Exercise input
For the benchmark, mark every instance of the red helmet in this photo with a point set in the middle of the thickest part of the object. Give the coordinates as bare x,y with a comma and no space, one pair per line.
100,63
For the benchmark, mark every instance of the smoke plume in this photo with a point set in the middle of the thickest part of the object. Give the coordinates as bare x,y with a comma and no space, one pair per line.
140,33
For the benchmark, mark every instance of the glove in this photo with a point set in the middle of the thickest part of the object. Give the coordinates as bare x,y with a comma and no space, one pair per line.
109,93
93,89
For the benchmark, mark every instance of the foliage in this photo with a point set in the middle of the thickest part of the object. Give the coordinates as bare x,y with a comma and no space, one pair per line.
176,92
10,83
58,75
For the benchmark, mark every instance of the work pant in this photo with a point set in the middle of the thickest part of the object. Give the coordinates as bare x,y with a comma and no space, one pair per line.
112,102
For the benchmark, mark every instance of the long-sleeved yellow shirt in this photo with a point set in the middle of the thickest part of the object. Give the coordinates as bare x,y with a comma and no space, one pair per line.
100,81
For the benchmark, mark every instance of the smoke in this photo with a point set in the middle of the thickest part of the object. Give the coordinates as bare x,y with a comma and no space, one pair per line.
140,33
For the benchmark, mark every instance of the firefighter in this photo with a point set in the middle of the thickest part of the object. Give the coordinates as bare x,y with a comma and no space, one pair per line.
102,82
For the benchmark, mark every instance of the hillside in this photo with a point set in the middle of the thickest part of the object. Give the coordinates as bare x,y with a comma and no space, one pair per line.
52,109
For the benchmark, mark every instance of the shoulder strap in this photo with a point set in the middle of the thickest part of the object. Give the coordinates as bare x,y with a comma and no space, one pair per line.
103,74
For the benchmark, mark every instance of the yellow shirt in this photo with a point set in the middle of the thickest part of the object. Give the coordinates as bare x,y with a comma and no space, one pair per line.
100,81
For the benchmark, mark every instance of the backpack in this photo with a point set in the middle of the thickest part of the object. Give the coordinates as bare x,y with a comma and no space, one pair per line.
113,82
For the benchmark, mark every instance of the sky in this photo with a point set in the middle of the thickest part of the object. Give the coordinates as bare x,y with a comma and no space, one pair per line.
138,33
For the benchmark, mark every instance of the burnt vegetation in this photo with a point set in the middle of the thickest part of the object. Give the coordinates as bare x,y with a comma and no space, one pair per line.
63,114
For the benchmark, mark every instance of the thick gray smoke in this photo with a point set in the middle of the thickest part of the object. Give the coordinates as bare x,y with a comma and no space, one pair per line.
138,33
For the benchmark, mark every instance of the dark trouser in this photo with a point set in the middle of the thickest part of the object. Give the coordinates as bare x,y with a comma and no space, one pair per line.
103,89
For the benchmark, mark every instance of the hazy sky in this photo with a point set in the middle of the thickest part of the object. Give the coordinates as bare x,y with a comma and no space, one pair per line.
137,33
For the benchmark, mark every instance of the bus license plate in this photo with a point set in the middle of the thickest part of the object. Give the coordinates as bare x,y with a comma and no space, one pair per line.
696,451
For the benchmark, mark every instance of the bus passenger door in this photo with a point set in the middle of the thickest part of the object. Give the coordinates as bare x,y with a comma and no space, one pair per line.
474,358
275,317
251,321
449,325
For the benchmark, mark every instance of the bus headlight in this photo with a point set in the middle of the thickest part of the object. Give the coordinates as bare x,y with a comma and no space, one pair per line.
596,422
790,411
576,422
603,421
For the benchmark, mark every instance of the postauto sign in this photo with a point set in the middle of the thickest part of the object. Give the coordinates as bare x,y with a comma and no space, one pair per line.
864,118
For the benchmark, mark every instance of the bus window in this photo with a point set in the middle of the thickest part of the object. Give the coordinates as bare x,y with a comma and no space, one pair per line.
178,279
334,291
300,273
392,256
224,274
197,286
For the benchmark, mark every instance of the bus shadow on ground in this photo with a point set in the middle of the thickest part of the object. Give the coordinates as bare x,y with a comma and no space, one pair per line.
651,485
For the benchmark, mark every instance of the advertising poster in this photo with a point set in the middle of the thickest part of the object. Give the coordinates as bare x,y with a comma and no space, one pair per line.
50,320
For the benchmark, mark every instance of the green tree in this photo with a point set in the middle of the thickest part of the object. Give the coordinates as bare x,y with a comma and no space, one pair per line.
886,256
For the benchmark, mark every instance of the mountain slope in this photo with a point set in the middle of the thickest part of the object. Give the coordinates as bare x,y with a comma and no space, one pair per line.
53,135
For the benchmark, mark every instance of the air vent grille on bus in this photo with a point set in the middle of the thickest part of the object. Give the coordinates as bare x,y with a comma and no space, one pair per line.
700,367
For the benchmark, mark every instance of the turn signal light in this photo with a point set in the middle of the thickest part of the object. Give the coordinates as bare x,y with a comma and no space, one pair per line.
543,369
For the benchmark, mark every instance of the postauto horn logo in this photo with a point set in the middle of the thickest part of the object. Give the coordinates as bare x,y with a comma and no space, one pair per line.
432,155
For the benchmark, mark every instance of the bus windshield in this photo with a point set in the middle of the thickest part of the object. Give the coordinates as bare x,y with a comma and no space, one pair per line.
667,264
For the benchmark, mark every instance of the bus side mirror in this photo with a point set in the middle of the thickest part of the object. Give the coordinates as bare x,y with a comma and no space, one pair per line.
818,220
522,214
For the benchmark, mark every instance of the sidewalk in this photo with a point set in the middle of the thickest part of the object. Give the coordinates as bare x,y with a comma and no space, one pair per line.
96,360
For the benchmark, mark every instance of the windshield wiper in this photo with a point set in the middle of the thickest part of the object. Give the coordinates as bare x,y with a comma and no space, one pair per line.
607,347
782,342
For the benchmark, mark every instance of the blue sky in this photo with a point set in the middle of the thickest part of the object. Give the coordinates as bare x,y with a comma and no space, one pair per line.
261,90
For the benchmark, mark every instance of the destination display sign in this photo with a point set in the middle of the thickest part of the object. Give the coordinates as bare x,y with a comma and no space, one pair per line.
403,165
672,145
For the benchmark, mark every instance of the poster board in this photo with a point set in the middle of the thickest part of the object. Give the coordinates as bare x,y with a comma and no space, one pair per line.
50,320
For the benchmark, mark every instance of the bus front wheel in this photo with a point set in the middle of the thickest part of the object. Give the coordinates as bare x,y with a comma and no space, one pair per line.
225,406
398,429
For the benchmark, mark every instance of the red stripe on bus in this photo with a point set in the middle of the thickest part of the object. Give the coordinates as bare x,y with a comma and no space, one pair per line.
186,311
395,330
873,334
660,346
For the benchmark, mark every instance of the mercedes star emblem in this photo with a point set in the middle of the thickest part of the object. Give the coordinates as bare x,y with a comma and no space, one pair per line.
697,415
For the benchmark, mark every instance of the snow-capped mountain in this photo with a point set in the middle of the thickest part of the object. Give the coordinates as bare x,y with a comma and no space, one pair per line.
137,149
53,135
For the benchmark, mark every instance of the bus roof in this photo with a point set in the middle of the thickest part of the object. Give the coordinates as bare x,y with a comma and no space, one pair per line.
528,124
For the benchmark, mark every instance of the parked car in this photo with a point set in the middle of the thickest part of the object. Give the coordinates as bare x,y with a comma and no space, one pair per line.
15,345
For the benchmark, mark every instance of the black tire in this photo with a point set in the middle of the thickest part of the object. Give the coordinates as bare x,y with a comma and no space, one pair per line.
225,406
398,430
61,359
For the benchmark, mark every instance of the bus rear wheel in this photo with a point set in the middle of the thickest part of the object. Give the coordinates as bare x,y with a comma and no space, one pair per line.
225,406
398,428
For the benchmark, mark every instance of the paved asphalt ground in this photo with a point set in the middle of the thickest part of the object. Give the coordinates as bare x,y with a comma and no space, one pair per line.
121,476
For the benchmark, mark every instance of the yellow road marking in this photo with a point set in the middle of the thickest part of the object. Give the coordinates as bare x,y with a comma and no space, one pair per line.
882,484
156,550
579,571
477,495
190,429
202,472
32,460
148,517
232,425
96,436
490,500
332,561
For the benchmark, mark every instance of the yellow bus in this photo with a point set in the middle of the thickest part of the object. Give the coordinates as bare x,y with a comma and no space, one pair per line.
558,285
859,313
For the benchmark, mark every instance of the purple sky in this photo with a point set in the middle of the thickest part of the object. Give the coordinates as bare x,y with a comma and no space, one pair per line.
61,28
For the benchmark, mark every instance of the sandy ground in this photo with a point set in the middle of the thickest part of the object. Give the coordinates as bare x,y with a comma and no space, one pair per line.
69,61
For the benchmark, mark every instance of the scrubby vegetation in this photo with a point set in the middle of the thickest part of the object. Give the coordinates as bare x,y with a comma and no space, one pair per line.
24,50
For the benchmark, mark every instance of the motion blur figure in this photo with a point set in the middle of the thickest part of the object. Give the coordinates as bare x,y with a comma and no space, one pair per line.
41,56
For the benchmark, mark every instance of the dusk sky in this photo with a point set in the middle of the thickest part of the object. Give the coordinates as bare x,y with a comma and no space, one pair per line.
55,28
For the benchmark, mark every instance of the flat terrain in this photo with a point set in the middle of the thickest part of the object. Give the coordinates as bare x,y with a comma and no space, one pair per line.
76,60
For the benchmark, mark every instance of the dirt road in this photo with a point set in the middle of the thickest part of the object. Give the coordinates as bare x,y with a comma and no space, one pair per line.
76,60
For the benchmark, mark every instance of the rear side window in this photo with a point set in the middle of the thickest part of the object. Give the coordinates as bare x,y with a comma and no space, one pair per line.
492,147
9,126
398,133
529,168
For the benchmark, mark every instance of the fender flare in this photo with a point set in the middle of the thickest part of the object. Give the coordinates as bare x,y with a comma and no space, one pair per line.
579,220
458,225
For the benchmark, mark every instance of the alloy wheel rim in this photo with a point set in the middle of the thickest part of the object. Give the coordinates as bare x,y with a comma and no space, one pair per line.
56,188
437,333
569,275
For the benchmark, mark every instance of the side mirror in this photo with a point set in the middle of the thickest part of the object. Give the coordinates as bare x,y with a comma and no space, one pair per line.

Written problem
Starting from the line containing "For the benchmark, mark every instance of the rear" and ending with the final line of the data, reproduce each line exactly as it appears, including no other lines.

Completed exercise
For the benchmark, mark every instance of the rear side window in this photo with a point set in the middle of the thickest part of the object. Give the coordinates as bare x,y with a comma and no space, one pair per line.
492,147
9,126
398,133
529,168
For the benchmark, mark every instance of the fender flare in this photo with a point set in the middle of the thickest part of the object. Give the coordinates as bare x,y with a comma and no space, one pair per line.
579,220
458,225
For the benchmark, mark every instance of the alloy wheel rim in this photo with a point set in the middle of the thickest part of the object. Give the coordinates as bare x,y with a comma and no space, one pair per line.
56,188
437,333
569,275
For the benchmark, mark every instance of the side mirror in this photo with a point set in the middle of the thickest part of the object. Give the coordinates as bare x,y with a comma and no space, one pair per line.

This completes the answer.